Record set:
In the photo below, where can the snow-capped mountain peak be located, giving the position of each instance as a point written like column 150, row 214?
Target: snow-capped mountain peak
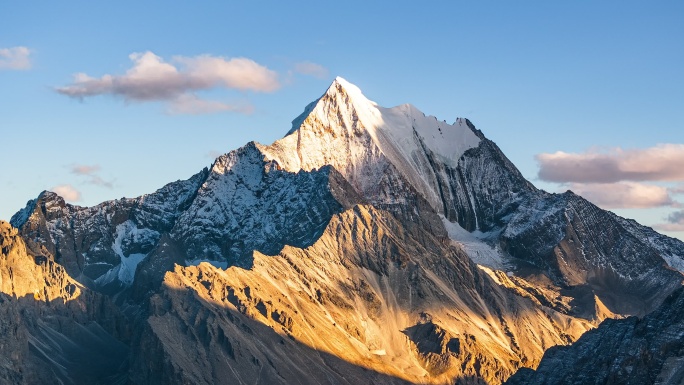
column 361, row 139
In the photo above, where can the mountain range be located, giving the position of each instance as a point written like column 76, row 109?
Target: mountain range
column 369, row 245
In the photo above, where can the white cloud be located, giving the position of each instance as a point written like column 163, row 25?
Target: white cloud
column 311, row 69
column 153, row 79
column 675, row 222
column 664, row 162
column 191, row 104
column 68, row 192
column 15, row 58
column 91, row 173
column 623, row 195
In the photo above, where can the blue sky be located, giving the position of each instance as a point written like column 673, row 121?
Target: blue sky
column 600, row 81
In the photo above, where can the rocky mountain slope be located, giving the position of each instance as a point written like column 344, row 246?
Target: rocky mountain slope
column 53, row 329
column 414, row 246
column 628, row 351
column 394, row 305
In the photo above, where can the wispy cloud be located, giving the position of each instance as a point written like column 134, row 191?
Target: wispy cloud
column 15, row 58
column 675, row 222
column 151, row 78
column 311, row 69
column 91, row 174
column 660, row 163
column 624, row 194
column 68, row 192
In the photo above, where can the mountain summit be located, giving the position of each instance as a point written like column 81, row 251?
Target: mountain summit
column 414, row 246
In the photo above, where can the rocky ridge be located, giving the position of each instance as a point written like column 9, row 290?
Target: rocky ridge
column 53, row 328
column 368, row 217
column 649, row 350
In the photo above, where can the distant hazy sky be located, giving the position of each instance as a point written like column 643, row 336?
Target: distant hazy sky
column 592, row 92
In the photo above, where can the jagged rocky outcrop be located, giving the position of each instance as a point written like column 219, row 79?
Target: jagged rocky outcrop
column 53, row 329
column 649, row 350
column 414, row 246
column 561, row 237
column 369, row 302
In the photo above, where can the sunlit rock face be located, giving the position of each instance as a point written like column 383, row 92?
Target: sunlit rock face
column 54, row 330
column 627, row 351
column 368, row 245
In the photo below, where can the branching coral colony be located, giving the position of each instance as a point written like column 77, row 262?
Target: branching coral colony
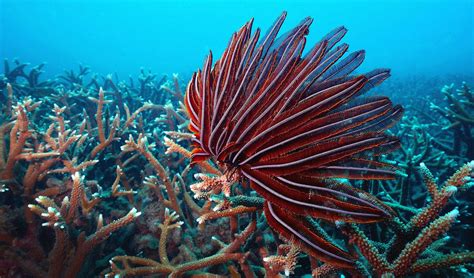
column 96, row 180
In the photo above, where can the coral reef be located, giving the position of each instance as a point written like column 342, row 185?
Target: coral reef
column 96, row 179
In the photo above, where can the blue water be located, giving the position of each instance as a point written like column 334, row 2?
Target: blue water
column 411, row 37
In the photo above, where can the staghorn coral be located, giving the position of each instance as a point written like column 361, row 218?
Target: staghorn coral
column 460, row 120
column 103, row 184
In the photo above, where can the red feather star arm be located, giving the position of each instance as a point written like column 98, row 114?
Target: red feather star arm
column 288, row 123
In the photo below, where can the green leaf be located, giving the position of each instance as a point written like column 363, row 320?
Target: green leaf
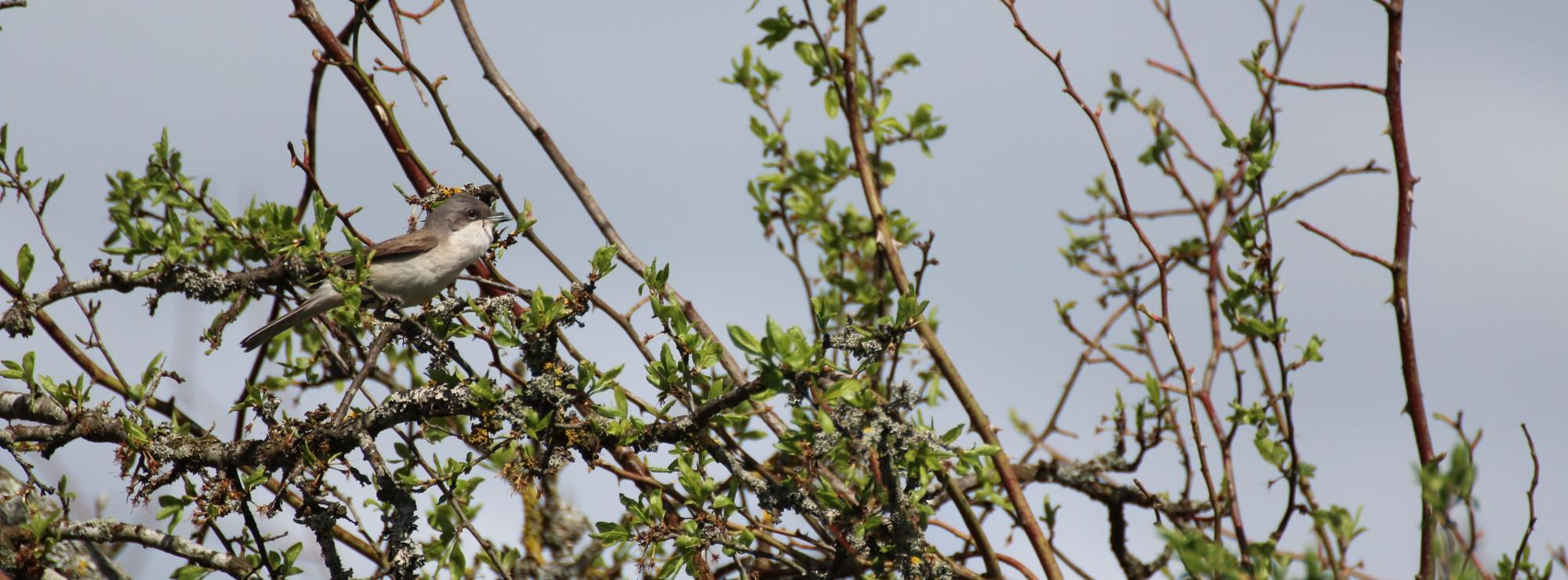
column 24, row 264
column 746, row 341
column 843, row 390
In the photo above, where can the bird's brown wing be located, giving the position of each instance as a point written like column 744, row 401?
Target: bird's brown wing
column 407, row 244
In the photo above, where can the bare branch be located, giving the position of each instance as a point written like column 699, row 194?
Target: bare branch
column 106, row 531
column 1352, row 252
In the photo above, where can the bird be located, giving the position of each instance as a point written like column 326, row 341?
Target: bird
column 413, row 267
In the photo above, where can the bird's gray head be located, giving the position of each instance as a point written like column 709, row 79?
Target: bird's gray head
column 460, row 212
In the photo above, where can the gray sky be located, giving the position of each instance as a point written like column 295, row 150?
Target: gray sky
column 631, row 93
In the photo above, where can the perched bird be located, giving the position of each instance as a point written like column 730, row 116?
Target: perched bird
column 413, row 267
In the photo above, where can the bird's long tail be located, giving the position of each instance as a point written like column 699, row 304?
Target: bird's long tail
column 311, row 308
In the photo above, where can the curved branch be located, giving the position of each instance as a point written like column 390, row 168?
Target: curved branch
column 107, row 531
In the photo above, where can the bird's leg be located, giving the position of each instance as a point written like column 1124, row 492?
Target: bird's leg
column 388, row 305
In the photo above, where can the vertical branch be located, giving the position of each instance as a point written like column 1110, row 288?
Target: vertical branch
column 338, row 56
column 1164, row 319
column 934, row 346
column 1415, row 405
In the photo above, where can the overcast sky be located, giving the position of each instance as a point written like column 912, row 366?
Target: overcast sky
column 631, row 93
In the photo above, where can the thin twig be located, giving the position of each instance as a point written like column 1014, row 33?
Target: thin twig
column 1530, row 496
column 1352, row 252
column 1319, row 87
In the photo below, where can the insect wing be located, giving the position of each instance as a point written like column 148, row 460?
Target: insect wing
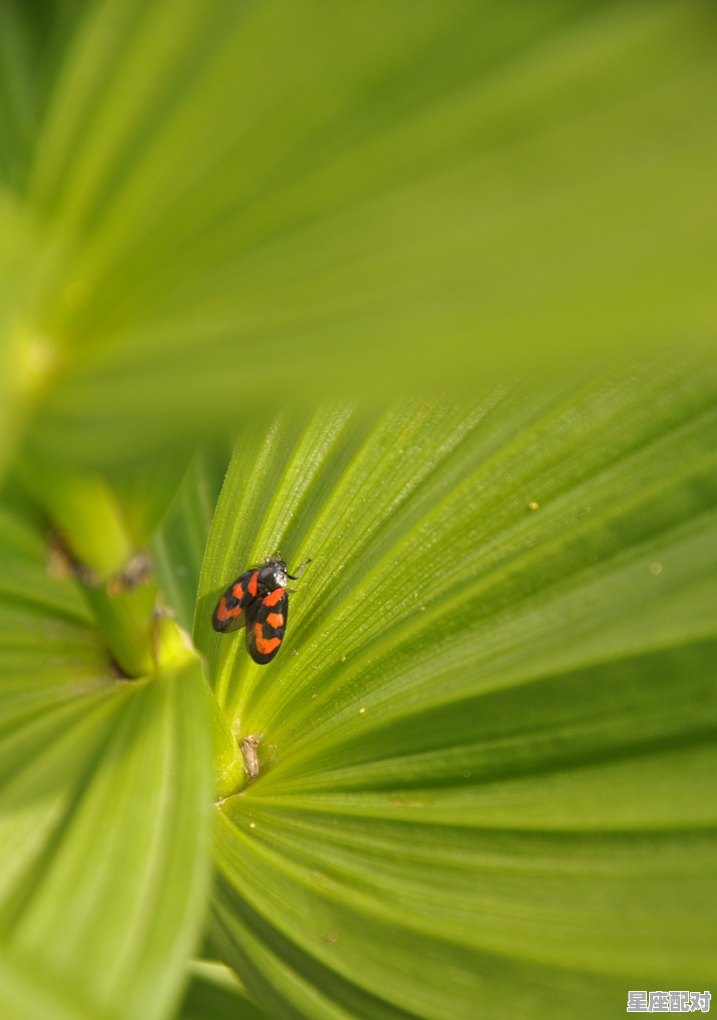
column 266, row 622
column 231, row 611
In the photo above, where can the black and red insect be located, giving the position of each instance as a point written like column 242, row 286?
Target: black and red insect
column 258, row 600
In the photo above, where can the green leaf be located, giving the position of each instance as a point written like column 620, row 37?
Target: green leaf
column 226, row 193
column 488, row 745
column 104, row 811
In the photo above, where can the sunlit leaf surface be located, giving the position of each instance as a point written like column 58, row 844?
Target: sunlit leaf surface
column 488, row 743
column 103, row 809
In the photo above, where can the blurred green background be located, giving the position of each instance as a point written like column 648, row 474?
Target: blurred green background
column 215, row 207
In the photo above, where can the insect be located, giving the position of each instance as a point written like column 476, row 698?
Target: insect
column 258, row 600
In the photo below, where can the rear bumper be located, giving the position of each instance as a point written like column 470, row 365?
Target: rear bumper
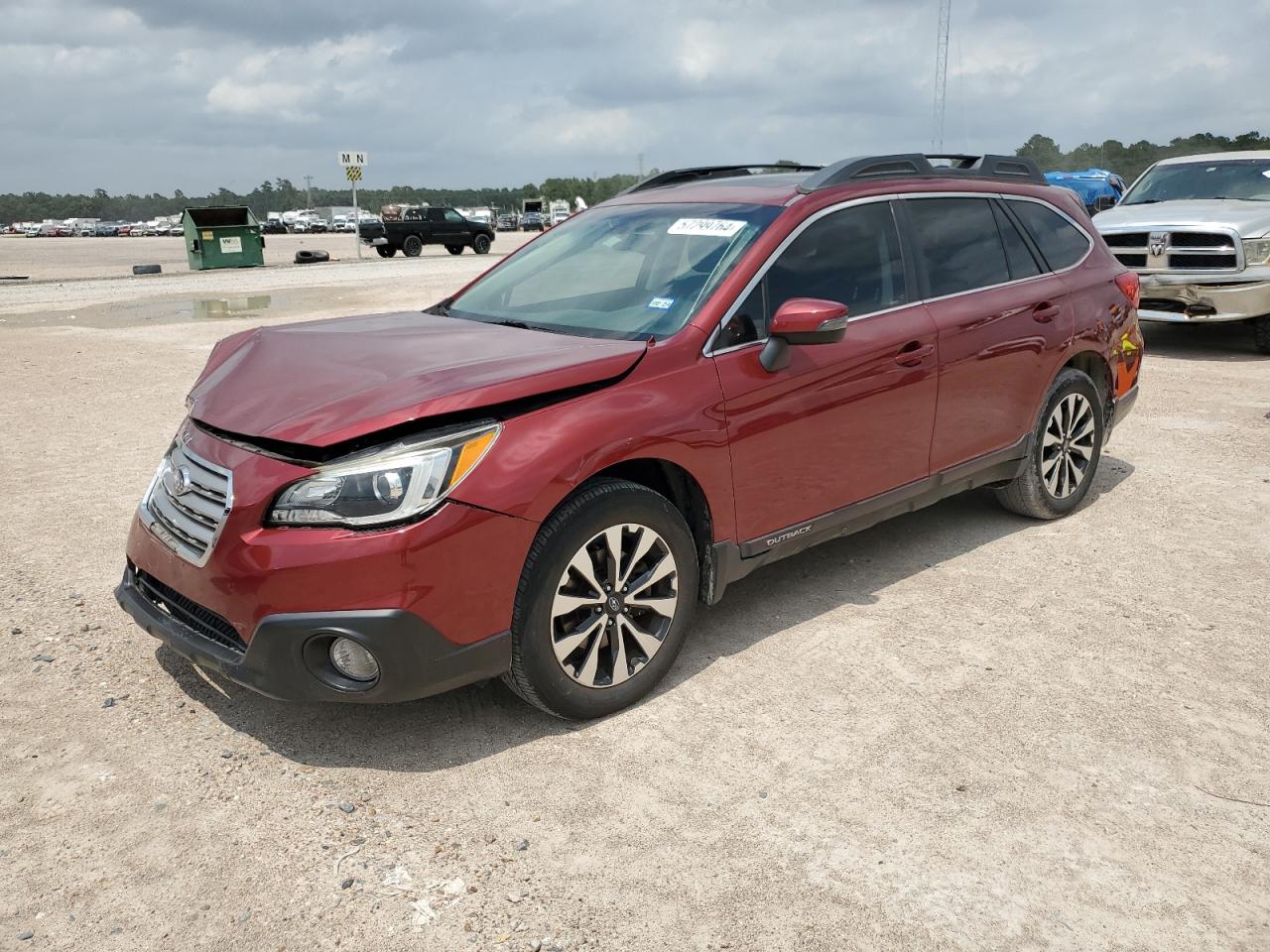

Short exercise:
Could you reproduce all of the lines above word for word, leaving out the pictures?

Exercise result:
In the photo below, where can the snow-capped mountain peak be located, giving the position of each instance as a point written like column 150, row 214?
Target: snow-capped mountain peak
column 361, row 139
In the photo above, where can the mountain range be located, giving the position of each instance as a point written like column 76, row 109?
Target: mountain range
column 369, row 245
In the photo above, where can the white cloud be located, giving the position of each instance as a point written like column 163, row 25?
Target: white cloud
column 311, row 69
column 153, row 79
column 675, row 222
column 664, row 162
column 191, row 104
column 68, row 192
column 15, row 58
column 91, row 173
column 623, row 195
In the photo above, where can the blue sky be located, giving the position of each instance as a point written like column 673, row 121?
Target: blue sky
column 600, row 81
In the photo above, where can the rocky mountain slope be located, giving the position of each instance as a point written like column 344, row 246?
Target: rocky mountain slope
column 53, row 329
column 414, row 246
column 628, row 351
column 394, row 305
In the photo above, where can the wispy cloud be located, giving the position of each instance as a point written like column 134, row 191?
Target: wispy cloud
column 15, row 58
column 675, row 222
column 151, row 78
column 311, row 69
column 91, row 174
column 660, row 163
column 624, row 194
column 68, row 192
In the photo above, where can the mountain summit be located, giving the position of each instance as a point written like column 81, row 251?
Target: mountain summit
column 414, row 246
In the photo above, where can the rocky ridge be located, giving the position of each instance as a point written like column 9, row 290?
Target: rocky ridge
column 53, row 328
column 368, row 217
column 649, row 350
In the photo above, where can the distant hazy sky be located, giving the position of each instance as a point written like column 643, row 336?
Target: distant hazy sky
column 592, row 92
In the photo above, where can the jagged rocky outcrop be located, giving the position of each instance as a point written like column 219, row 79?
Target: jagged rocky outcrop
column 53, row 329
column 649, row 350
column 414, row 246
column 561, row 237
column 369, row 302
In the photo above, where can the sunlit rock face be located, giving the position of each instance as a point written like column 383, row 92?
Target: sunlit rock face
column 54, row 330
column 627, row 351
column 368, row 245
In the photo below, where can the branching coral colony be located, giving the position of each instance as a point written like column 77, row 262?
Target: branching coral colony
column 96, row 180
In the photo above, where can the coral reef be located, giving the position of each instance as a point written like column 342, row 185?
Target: coral reef
column 96, row 179
In the photo above, where can the blue water be located, giving the position of each instance as a point written like column 334, row 2?
Target: blue water
column 411, row 37
In the photo above, where can the staghorn coral be located, giving the position of each instance as a point written like column 361, row 218?
Target: staghorn coral
column 460, row 120
column 103, row 184
In the photo above, where can the red feather star arm be located, giving the position of each instance as a point written like column 98, row 114?
Target: red feather star arm
column 288, row 123
In the photo below, where can the green leaf be located, giving the position of each instance as a point written like column 363, row 320?
Target: green leaf
column 24, row 264
column 746, row 341
column 843, row 390
In the photo above, where can the bird's brown wing be located, giving the position of each instance as a point written like column 744, row 401?
Target: bird's brown wing
column 407, row 244
In the photo above, where can the bare branch be located, giving the position of each instance as a point written like column 699, row 194?
Target: bare branch
column 106, row 531
column 1352, row 252
In the photo above, where can the bird be located, giving the position of each instance as a point written like column 326, row 341?
Target: bird
column 413, row 267
In the photo above, where can the bird's gray head be located, giving the position of each instance as a point written like column 709, row 79?
Target: bird's gray head
column 460, row 212
In the photo above, where can the gray sky be located, giving the position of each instance as a point written like column 295, row 150?
Target: gray sky
column 631, row 93
In the photo above, where can the perched bird be located, giving the position of each instance as a point written like column 730, row 116?
Target: perched bird
column 413, row 267
In the photo above, where can the bird's long tail be located, giving the position of each instance as a point written like column 699, row 304?
Target: bird's long tail
column 311, row 308
In the photo above, where can the curved branch be located, giving the position of each instance as a point written like column 390, row 168?
Target: curved branch
column 107, row 531
In the photo above, where can the bird's leg be located, giving the position of each instance as a point written like column 1124, row 492?
Target: bird's leg
column 388, row 305
In the photo above, where can the vertical branch be located, giving the position of each instance as a point written like column 1110, row 288?
Target: vertical branch
column 338, row 56
column 1164, row 319
column 934, row 346
column 1415, row 405
In the photo above, where can the overcast sky be located, giving the position of each instance as a point written like column 912, row 366?
Target: overcast sky
column 631, row 93
In the photo above, where can the thin twig be located, giving the position of each instance as a point written like column 1014, row 33?
Target: thin twig
column 1530, row 496
column 1352, row 252
column 1319, row 87
In the photo below, where can the insect wing be located, giving the position of each instance as a point written like column 148, row 460?
Target: insect wing
column 266, row 622
column 231, row 611
In the photo above, where can the black and red insect be located, giving the position of each instance as a point written like column 242, row 286?
Target: black and red insect
column 258, row 600
In the photo above, where can the green leaf be located, giving the position of each instance as a point written like column 620, row 37?
Target: green leaf
column 226, row 193
column 488, row 745
column 104, row 811
In the photo above, where can the sunlit leaf surface be located, giving the position of each instance as a point written like column 58, row 844?
Target: sunlit leaf surface
column 488, row 743
column 103, row 809
In the photo above, where can the blurred green background be located, giving the position of each instance as a point written like column 648, row 474?
Target: blurred green background
column 215, row 207
In the photo above, where can the insect be located, giving the position of each instance as a point written like column 476, row 698?
Target: insect
column 258, row 600
In the photo below, where can the rear bumper be located, giving the position of each instance as a point written like column 470, row 365?
Target: rear bumper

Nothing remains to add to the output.